[START Available data]

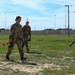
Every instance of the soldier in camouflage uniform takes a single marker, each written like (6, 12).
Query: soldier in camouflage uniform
(72, 42)
(16, 37)
(26, 35)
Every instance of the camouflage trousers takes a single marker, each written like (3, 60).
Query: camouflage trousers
(19, 45)
(72, 42)
(25, 42)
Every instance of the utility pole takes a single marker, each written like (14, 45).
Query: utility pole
(68, 20)
(5, 20)
(55, 22)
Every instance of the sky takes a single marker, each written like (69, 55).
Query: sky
(41, 14)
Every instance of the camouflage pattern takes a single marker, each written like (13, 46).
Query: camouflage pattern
(16, 37)
(26, 35)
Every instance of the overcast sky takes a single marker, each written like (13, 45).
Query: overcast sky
(42, 14)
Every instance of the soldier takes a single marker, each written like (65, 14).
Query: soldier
(72, 42)
(26, 35)
(16, 37)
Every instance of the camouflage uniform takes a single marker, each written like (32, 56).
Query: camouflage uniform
(16, 37)
(26, 36)
(72, 42)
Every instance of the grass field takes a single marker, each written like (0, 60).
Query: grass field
(49, 55)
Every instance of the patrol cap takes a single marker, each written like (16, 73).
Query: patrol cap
(17, 17)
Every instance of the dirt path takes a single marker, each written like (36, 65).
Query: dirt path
(29, 67)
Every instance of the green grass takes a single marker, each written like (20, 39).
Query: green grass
(46, 49)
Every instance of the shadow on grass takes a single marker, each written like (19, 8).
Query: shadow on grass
(34, 52)
(23, 63)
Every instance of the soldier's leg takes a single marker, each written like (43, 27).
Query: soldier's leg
(72, 42)
(21, 52)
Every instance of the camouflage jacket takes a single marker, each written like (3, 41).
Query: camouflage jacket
(16, 31)
(26, 31)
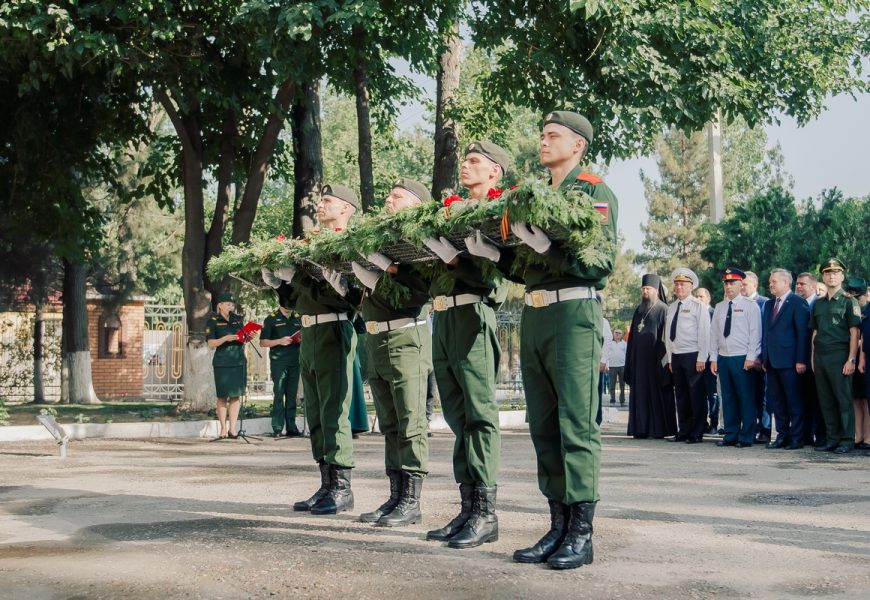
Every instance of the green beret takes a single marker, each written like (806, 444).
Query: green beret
(573, 121)
(415, 187)
(832, 264)
(492, 151)
(342, 193)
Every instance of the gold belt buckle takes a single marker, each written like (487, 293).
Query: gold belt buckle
(539, 299)
(439, 303)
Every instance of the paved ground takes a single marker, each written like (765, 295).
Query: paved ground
(191, 519)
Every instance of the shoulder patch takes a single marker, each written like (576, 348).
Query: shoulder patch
(589, 178)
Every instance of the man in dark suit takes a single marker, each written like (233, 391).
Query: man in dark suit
(784, 331)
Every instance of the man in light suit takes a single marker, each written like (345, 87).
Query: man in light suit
(784, 331)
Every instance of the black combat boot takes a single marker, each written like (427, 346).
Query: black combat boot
(576, 548)
(391, 503)
(407, 512)
(304, 505)
(482, 527)
(339, 498)
(466, 493)
(551, 541)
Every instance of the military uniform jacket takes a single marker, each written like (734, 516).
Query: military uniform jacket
(563, 269)
(228, 354)
(377, 306)
(277, 326)
(832, 318)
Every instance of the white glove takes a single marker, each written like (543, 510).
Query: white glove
(286, 273)
(270, 279)
(533, 237)
(382, 261)
(337, 281)
(366, 277)
(477, 246)
(442, 248)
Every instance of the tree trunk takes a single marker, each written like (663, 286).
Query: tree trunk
(444, 173)
(308, 158)
(363, 121)
(80, 388)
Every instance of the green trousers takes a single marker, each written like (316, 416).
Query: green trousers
(560, 350)
(326, 361)
(399, 364)
(465, 354)
(285, 384)
(835, 395)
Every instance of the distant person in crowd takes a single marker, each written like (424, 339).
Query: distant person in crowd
(857, 288)
(835, 321)
(703, 294)
(814, 423)
(735, 344)
(762, 414)
(651, 412)
(784, 332)
(687, 341)
(616, 366)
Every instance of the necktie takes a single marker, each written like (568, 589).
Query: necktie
(674, 322)
(727, 330)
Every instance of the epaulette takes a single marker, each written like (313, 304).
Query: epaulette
(589, 178)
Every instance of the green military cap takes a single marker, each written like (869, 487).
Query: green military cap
(573, 121)
(415, 187)
(492, 151)
(832, 264)
(342, 193)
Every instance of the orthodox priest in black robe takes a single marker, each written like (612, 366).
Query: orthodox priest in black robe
(652, 409)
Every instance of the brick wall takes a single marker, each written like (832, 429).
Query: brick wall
(118, 377)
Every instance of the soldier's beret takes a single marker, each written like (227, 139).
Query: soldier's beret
(342, 193)
(684, 274)
(492, 151)
(832, 264)
(415, 187)
(573, 121)
(733, 274)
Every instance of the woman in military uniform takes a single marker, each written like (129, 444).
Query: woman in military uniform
(230, 366)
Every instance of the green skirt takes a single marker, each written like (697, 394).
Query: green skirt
(230, 382)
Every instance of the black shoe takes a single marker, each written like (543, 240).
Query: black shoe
(387, 507)
(551, 541)
(339, 498)
(482, 527)
(305, 505)
(576, 549)
(466, 494)
(407, 511)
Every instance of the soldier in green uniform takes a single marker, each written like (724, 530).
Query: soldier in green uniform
(560, 351)
(326, 361)
(230, 365)
(466, 354)
(835, 321)
(280, 334)
(399, 360)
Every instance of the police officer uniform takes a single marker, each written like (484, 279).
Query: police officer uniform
(284, 368)
(466, 355)
(399, 347)
(835, 320)
(560, 352)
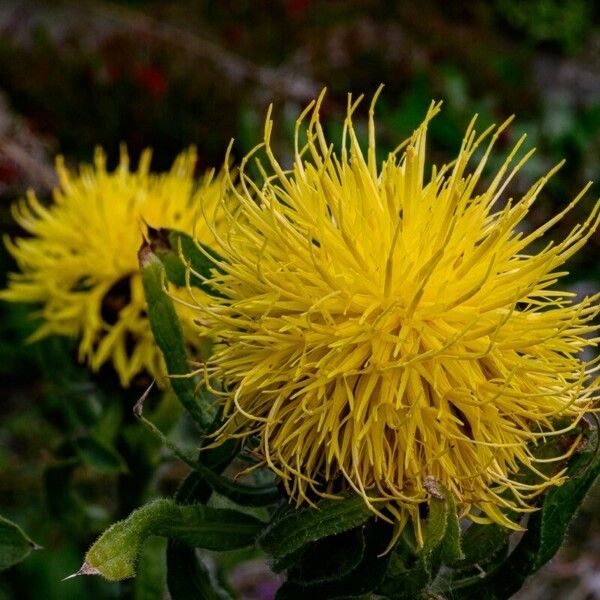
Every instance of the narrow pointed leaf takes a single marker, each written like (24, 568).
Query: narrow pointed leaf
(330, 558)
(297, 528)
(240, 493)
(180, 253)
(168, 334)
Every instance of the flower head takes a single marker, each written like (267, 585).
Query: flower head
(382, 324)
(80, 259)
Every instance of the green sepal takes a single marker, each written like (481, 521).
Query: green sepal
(115, 553)
(15, 545)
(296, 528)
(412, 569)
(168, 334)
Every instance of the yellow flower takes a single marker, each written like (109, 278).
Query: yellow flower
(384, 324)
(80, 259)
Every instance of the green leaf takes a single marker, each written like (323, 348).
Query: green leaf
(15, 546)
(361, 580)
(298, 528)
(240, 493)
(151, 577)
(545, 534)
(330, 558)
(188, 577)
(98, 455)
(179, 253)
(481, 543)
(115, 553)
(168, 334)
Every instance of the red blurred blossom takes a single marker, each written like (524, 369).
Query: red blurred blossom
(152, 79)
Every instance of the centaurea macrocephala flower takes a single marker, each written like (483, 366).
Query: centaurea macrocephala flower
(80, 264)
(381, 324)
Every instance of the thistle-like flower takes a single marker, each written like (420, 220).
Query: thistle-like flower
(380, 325)
(80, 259)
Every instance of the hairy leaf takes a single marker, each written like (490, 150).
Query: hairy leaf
(298, 528)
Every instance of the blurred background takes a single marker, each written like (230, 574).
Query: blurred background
(169, 73)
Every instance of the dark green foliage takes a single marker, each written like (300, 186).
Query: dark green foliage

[END Available data]

## Task description
The records above need to be restated word for word, with the pictures left out.

## Finished exercise
Every instance of the soldier in camouflage uniform takes a single marker, each written like (6, 12).
Query: soldier in camouflage uniform
(72, 42)
(16, 37)
(26, 35)
Every instance of the camouflage trousers takes a single marker, each written like (3, 60).
Query: camouflage trousers
(19, 45)
(72, 42)
(25, 42)
Every instance of the utility pole takes a single marker, each written like (14, 45).
Query: utility pole
(68, 20)
(5, 20)
(55, 22)
Every instance of the sky takes a single marker, each written like (69, 55).
Query: sky
(41, 14)
Every instance of the camouflage pattern takes a single marker, each written like (13, 46).
Query: camouflage pattern
(16, 37)
(26, 35)
Every instance of the overcast sky takes a single marker, each written like (13, 45).
Query: overcast sky
(42, 14)
Every instance of the soldier takes a single marker, each written like (65, 14).
Query: soldier
(72, 42)
(26, 35)
(16, 37)
Every instance of the camouflage uniform takes a single marker, each written like (32, 56).
Query: camouflage uniform
(16, 37)
(26, 36)
(72, 42)
Every instance of the grass field takes a single marker, each written like (0, 60).
Query: grass field
(49, 55)
Every instance of the patrol cap takes a single marker, each written like (16, 73).
Query: patrol cap
(17, 17)
Every instance of the dirt path takes a single marker, each written like (36, 65).
Query: dirt path
(29, 67)
Every instance of the green grass takes a single marker, each written like (20, 39).
Query: green grass
(46, 49)
Every instance of the shadow on grass takes a single marker, each written like (19, 8).
Query: shadow on grass
(34, 52)
(23, 63)
Every instance of the soldier's leg takes a single marker, each written like (43, 27).
Query: soldier's leg
(72, 42)
(21, 52)
Every instance of the camouflage jacket takes a single marker, each written like (3, 41).
Query: camouflage jacket
(16, 31)
(26, 31)
Every instance of the green beret takes a single marker, each written like (806, 444).
Query: green beret
(573, 121)
(415, 187)
(832, 264)
(492, 151)
(342, 193)
Every instance of the gold belt buckle takes a single marker, each written like (487, 293).
Query: gold belt buckle
(539, 299)
(439, 303)
Every instance of the paved ground takes a single marker, each written like (765, 295).
Query: paved ground
(191, 519)
Every instance of the shoulder patch takes a single marker, each written like (576, 348).
Query: shoulder patch
(589, 178)
Every instance of the man in dark suit takes a single marker, each written like (233, 391).
Query: man in dark suit
(784, 331)
Every instance of the man in light suit takes a single marker, each written like (345, 87).
Query: man in light suit
(784, 331)
Every instance of the black combat boot takes a single marker, each written like (427, 346).
Query: black combat boot
(576, 548)
(391, 503)
(407, 512)
(304, 505)
(482, 527)
(339, 498)
(466, 493)
(551, 541)
Every instance of the military uniform jacket takes a single marker, each written like (734, 516).
Query: military uniform jacket
(563, 269)
(228, 354)
(377, 306)
(277, 326)
(832, 318)
Every instance of the white glove takes a single marker, each written like (543, 510).
Query: white glove
(286, 273)
(270, 279)
(533, 237)
(382, 261)
(337, 281)
(366, 277)
(477, 246)
(442, 248)
Every instance of the tree trunk takes a single marker, each written like (663, 286).
Query: tree trunk
(444, 173)
(308, 158)
(363, 121)
(80, 388)
Every instance of the green trousers takes a single marker, each written like (316, 416).
Query: green trousers
(560, 350)
(326, 361)
(399, 364)
(465, 354)
(285, 384)
(835, 395)
Every instance of the distant person in crowd takes a single marker, each written like (424, 339).
Query: distant person in crowd
(857, 288)
(835, 321)
(703, 294)
(814, 423)
(735, 344)
(762, 414)
(651, 412)
(784, 332)
(687, 341)
(616, 366)
Every instance of the necktie takes a single marker, each written like (568, 589).
Query: necktie
(674, 322)
(727, 330)
Every instance of the epaulette takes a single marker, each written like (313, 304).
Query: epaulette
(589, 178)
Every instance of the green military cap takes a single marker, each written like (869, 487).
Query: green military cap
(573, 121)
(415, 187)
(492, 151)
(832, 264)
(342, 193)
Every instance of the orthodox priest in black robe takes a single marker, each written like (612, 366).
Query: orthodox priest in black robe
(652, 409)
Every instance of the brick wall takes a single marker, each written like (832, 429).
Query: brick wall
(118, 377)
Every instance of the soldier's beret takes a single marker, each written like (227, 139).
Query: soldier's beret
(342, 193)
(684, 274)
(492, 151)
(832, 264)
(415, 187)
(573, 121)
(733, 274)
Every instance of the woman in military uniform takes a single marker, each written like (129, 444).
Query: woman in military uniform
(230, 366)
Every instance of the green skirt takes a single marker, each written like (697, 394).
Query: green skirt
(230, 382)
Every instance of the black shoe takes a single marker, each written like (543, 240).
Query: black shoe
(387, 507)
(551, 541)
(339, 498)
(482, 527)
(305, 505)
(576, 549)
(466, 494)
(407, 511)
Every instance of the soldier in green uniform takes a single marker, each written like (724, 530).
Query: soldier in green uniform
(560, 351)
(326, 361)
(230, 365)
(466, 354)
(835, 321)
(280, 334)
(399, 360)
Every instance of the police officer uniform takes a single marker, each written like (484, 279).
Query: police officer uniform
(284, 368)
(466, 355)
(399, 347)
(835, 320)
(560, 352)
Every instance of the narrow pointed leaf takes a single marker, each written like (24, 568).
Query: narrow pointed leaf
(330, 558)
(297, 528)
(240, 493)
(180, 253)
(168, 334)
Every instance of the flower head takes a single marker, each written like (267, 585).
Query: flower head
(382, 324)
(80, 259)
Every instance of the green sepal takes a single marker, each written like (481, 521).
Query: green sepal
(115, 553)
(15, 545)
(296, 528)
(412, 569)
(168, 334)
Every instance of the yellow flower takes a single marker, each written like (109, 278).
Query: yellow flower
(384, 324)
(80, 259)
Every instance of the green leaf takes a single marker, each written like (323, 348).
Query: green leaf
(15, 546)
(361, 580)
(298, 528)
(240, 493)
(151, 577)
(545, 534)
(330, 558)
(188, 577)
(98, 455)
(179, 253)
(481, 543)
(115, 553)
(168, 334)
Every instance of the red blurred blossom takes a single marker, each written like (524, 369).
Query: red blurred blossom
(152, 79)
Every instance of the centaurea macrocephala flower takes a single marker, each written like (483, 366).
Query: centaurea macrocephala flower
(80, 264)
(381, 324)
Every instance of the thistle-like flower takes a single marker, each written like (420, 220).
Query: thistle-like flower
(380, 325)
(80, 259)
Every instance of the hairy leaf takes a single marker, each written like (490, 150).
Query: hairy leaf
(298, 528)
Every instance of the blurred background takes a single marker, each written like (230, 574).
Query: blurred background
(169, 73)
Every instance of the dark green foliage takes a single marker, each written like (300, 186).
Query: dark green foliage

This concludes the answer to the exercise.